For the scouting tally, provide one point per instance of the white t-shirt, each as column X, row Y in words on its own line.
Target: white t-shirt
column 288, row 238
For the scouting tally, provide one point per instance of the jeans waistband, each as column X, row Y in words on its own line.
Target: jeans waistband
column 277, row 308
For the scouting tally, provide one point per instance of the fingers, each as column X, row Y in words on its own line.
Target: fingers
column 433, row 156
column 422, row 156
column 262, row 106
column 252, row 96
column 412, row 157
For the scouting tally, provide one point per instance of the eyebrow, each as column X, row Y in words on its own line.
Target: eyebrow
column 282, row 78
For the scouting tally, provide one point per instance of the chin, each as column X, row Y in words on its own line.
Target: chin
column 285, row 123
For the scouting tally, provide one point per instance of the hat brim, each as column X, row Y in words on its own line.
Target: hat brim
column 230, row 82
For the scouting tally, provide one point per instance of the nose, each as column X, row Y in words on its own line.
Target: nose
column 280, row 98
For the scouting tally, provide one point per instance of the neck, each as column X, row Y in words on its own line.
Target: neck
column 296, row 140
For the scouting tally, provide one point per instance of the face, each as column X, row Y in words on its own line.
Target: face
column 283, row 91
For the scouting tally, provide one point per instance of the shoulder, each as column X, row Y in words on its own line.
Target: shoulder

-------------------------

■ What is needed ■
Going through the data above, count each line that contains "shoulder" and give only that figure.

■ Result of this exercise ■
2